* start *
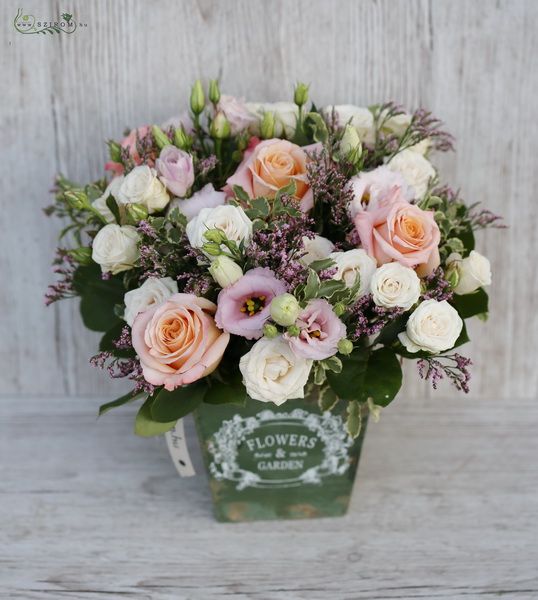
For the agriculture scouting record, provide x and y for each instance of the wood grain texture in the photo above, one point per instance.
(472, 63)
(444, 506)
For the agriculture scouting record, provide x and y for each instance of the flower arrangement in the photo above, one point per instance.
(253, 251)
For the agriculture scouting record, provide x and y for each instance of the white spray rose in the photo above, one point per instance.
(152, 291)
(474, 271)
(232, 220)
(433, 327)
(394, 285)
(414, 168)
(100, 203)
(142, 186)
(225, 271)
(273, 373)
(360, 118)
(115, 248)
(353, 264)
(315, 248)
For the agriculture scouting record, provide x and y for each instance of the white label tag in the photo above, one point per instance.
(177, 446)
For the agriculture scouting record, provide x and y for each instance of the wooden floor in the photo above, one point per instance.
(445, 506)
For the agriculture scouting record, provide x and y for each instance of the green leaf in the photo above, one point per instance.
(129, 397)
(469, 305)
(354, 419)
(146, 426)
(171, 406)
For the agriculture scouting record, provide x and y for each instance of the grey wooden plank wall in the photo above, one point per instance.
(472, 63)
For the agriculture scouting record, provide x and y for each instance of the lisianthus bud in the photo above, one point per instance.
(161, 139)
(220, 126)
(267, 126)
(225, 271)
(270, 331)
(197, 97)
(285, 309)
(301, 94)
(214, 92)
(345, 346)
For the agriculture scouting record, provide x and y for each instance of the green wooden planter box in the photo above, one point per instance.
(277, 462)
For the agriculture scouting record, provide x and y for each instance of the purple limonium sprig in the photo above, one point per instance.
(455, 368)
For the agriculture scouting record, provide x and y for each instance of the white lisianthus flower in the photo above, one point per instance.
(232, 220)
(415, 169)
(432, 327)
(273, 373)
(112, 189)
(225, 271)
(152, 291)
(353, 264)
(360, 118)
(394, 285)
(142, 186)
(115, 248)
(473, 271)
(315, 248)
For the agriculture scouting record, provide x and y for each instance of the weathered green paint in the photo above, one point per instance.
(269, 462)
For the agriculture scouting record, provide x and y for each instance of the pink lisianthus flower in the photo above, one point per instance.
(272, 165)
(129, 142)
(320, 331)
(244, 306)
(176, 170)
(178, 341)
(400, 232)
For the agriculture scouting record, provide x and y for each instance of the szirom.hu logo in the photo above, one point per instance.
(29, 24)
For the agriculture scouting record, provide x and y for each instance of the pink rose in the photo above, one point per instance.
(272, 165)
(320, 331)
(400, 232)
(207, 197)
(178, 341)
(175, 170)
(244, 306)
(130, 143)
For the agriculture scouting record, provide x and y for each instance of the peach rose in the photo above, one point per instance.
(272, 165)
(400, 232)
(178, 341)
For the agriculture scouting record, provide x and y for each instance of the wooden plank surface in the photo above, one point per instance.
(472, 63)
(445, 506)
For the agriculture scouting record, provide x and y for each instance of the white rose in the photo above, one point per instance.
(225, 271)
(353, 264)
(433, 327)
(272, 373)
(414, 168)
(152, 291)
(142, 186)
(232, 220)
(115, 248)
(394, 285)
(100, 203)
(315, 248)
(360, 118)
(474, 271)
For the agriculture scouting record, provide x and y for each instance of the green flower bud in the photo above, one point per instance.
(269, 330)
(285, 309)
(300, 96)
(225, 271)
(345, 346)
(197, 97)
(267, 126)
(214, 92)
(212, 249)
(220, 126)
(215, 235)
(293, 330)
(161, 139)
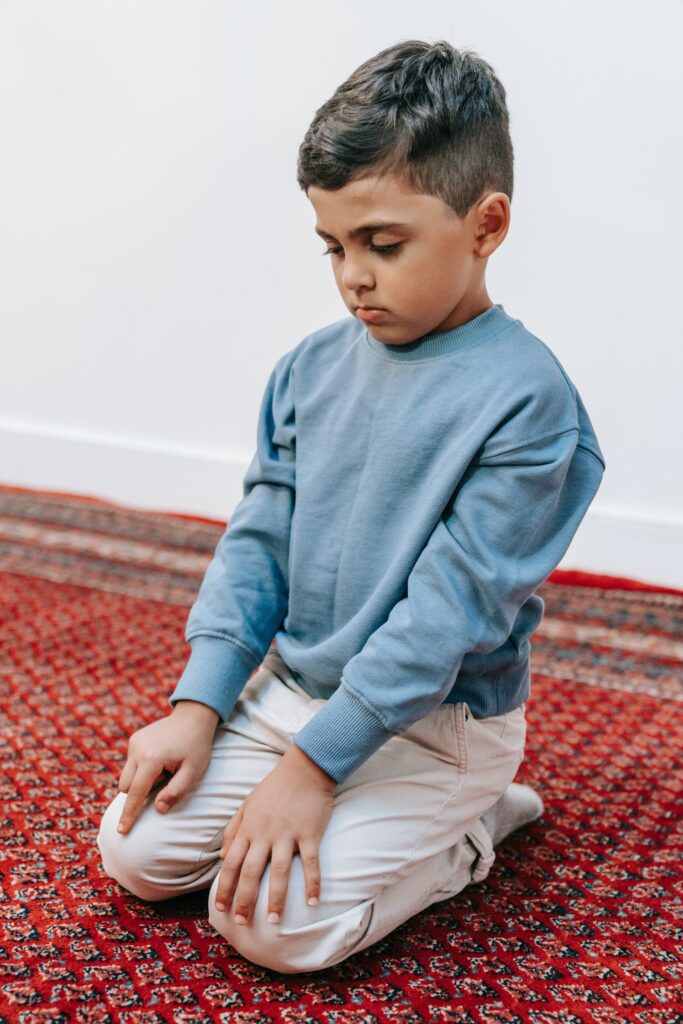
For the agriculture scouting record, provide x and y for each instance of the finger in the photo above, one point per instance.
(176, 787)
(139, 787)
(227, 879)
(308, 850)
(281, 863)
(230, 830)
(249, 882)
(127, 775)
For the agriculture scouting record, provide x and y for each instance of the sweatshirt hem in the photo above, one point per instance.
(215, 675)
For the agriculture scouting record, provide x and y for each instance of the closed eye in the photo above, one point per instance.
(374, 249)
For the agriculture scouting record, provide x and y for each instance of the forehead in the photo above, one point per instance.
(370, 203)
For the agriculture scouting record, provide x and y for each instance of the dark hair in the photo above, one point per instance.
(431, 114)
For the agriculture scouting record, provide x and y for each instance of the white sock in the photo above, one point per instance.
(517, 806)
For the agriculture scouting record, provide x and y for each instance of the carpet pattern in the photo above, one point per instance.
(580, 920)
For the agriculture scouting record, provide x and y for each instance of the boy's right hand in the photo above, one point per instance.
(179, 744)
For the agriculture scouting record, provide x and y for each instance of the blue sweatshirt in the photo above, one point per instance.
(402, 506)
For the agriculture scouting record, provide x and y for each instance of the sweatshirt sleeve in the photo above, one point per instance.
(244, 594)
(506, 527)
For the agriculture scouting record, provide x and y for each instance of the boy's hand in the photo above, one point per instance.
(179, 745)
(289, 809)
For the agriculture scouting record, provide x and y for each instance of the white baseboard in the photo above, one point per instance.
(612, 540)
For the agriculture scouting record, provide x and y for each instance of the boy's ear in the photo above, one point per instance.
(492, 222)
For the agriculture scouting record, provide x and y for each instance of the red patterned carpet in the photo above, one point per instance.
(580, 920)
* end *
→ Task to complete
Without the pictures, restate each entry exactly.

→ Exercise solution
For the agriculture scouting record, provide x and y for each instance of the wood grain texture in the photo above, one point per instance.
(472, 63)
(444, 506)
For the agriculture scouting record, provide x and y for each instance of the flower arrangement in the photo above, one point per instance.
(253, 251)
For the agriculture scouting record, provide x and y for each instance of the white spray rose in the photo above, one point per instance.
(152, 291)
(474, 271)
(232, 220)
(433, 327)
(394, 285)
(414, 168)
(100, 203)
(142, 186)
(225, 271)
(273, 373)
(360, 118)
(115, 248)
(353, 264)
(315, 248)
For the agriculture scouting record, provide x and y for each instance of the white label tag in the photo above, one point per instance.
(177, 446)
For the agriculture scouting record, provide x and y for each instance of the wooden floor in the photo above, one point per instance.
(445, 506)
For the agriculture scouting record, provide x and y for each instance of the green leaf in the photo above, one point per instance.
(129, 397)
(469, 305)
(354, 419)
(146, 426)
(171, 406)
For the agriculture scouting record, provide x and y for each instance of the grey wooden plank wall in the photo above, one point per instance.
(472, 63)
For the agriculture scouting record, provide x and y for each instance of the lisianthus bud in the photo above, one point per instance.
(161, 139)
(220, 126)
(267, 126)
(225, 271)
(270, 331)
(197, 97)
(285, 309)
(301, 94)
(214, 92)
(345, 346)
For the agriculture scouting record, provide x and y for each instance of the green wooden planter box in the photo above, one point per instance.
(277, 462)
For the agriculture scouting record, provide x and y for each instance of the purple limonium sprig in the photo above, one point per instance.
(455, 368)
For the agriculture scouting record, provide x and y for each instance of the white lisianthus flower in the photo above, one point per instance.
(232, 220)
(415, 169)
(432, 327)
(273, 373)
(112, 189)
(225, 271)
(152, 291)
(353, 264)
(360, 118)
(394, 285)
(142, 186)
(115, 248)
(473, 271)
(315, 248)
For the agriculture scouting record, provide x and y for each instance of the weathered green paint in the photo above, one point per instance.
(269, 462)
For the agriculture scouting record, provide x and y for each instance of the pink lisianthus flower in the photo above, one point per instance.
(272, 165)
(129, 142)
(320, 331)
(244, 306)
(176, 170)
(178, 341)
(400, 232)
For the agriculture scouting record, provide x and y for each instance of the szirom.hu logo in the photo above, one point per instance.
(29, 24)
For the agriculture scouting record, provide x and y for each instance of the pink rose in the photo above, one point per instance.
(272, 165)
(320, 331)
(400, 232)
(207, 197)
(178, 341)
(175, 170)
(244, 306)
(130, 143)
For the agriculture scouting record, provide x and y for each instance of the peach rose in the photo above, one point per instance.
(272, 165)
(400, 232)
(178, 341)
For the agriculture scouting record, provide x and y for each instance of the wooden plank surface in the photo above, one point per instance.
(472, 63)
(445, 506)
For the agriculture scouting record, provide x and y for each instance of the white rose in the photo above, one point per instance.
(225, 271)
(353, 264)
(433, 327)
(272, 373)
(414, 168)
(152, 291)
(142, 186)
(232, 220)
(115, 248)
(394, 285)
(100, 203)
(315, 248)
(360, 118)
(474, 271)
For the agriculture scouting record, provide x and y for each instance of the green flower bud in the photo above, one point per instance.
(269, 330)
(285, 309)
(300, 96)
(225, 271)
(345, 346)
(197, 97)
(267, 126)
(214, 92)
(212, 249)
(220, 126)
(215, 235)
(293, 330)
(161, 139)
For the agriculture scouting record, provide x and y for each instance of the finger in the photo above, one point per instance.
(176, 787)
(139, 787)
(227, 879)
(308, 850)
(281, 863)
(230, 830)
(249, 882)
(127, 775)
For the agriculture scouting record, provide x and y for each instance of the sweatshirt hem in the photo above, one point per instance.
(215, 675)
For the agriculture scouting record, provide x and y for each instance of the closed eye in the photo above, one point per instance.
(374, 249)
For the agriculture scouting record, provide x and y for each instance of the forehead in the photo above, one point per instance.
(370, 203)
For the agriculture scouting record, provide x and y for each instance of the dark hair in the photo above, one point per instance.
(431, 114)
For the agriculture scouting record, provide x and y for each instance of the white sock in the photo above, one point per instance.
(517, 806)
For the agriculture scouting record, provide x and y for each instance of the carpet pattern in the photo above, one point per instance.
(580, 920)
For the agriculture scouting record, provide x and y for each instance of the boy's right hand in the photo above, one point per instance.
(179, 744)
For the agriculture scouting record, provide x and y for each instance of the blue sweatshirt in the photo above, one point per instance.
(402, 506)
For the agriculture scouting record, provide x and y for each instance of the sweatshirt sleeve in the photo above, one point per instance.
(244, 594)
(506, 527)
For the agriculture scouting record, provide x and y for each instance of the boy's hand in the photo above, one point per instance.
(179, 745)
(289, 809)
For the agriculture scouting record, provide x and y for each instance of the white baseboard in the photo above, one point per instance.
(612, 540)
For the agriculture scouting record, provide x and y for each instance of the boy's ear in the photo above, one point per instance.
(492, 222)
For the agriculture scouting record, provide x and y for each instance of the red patterned carpet in the photo above, one point per instance.
(580, 920)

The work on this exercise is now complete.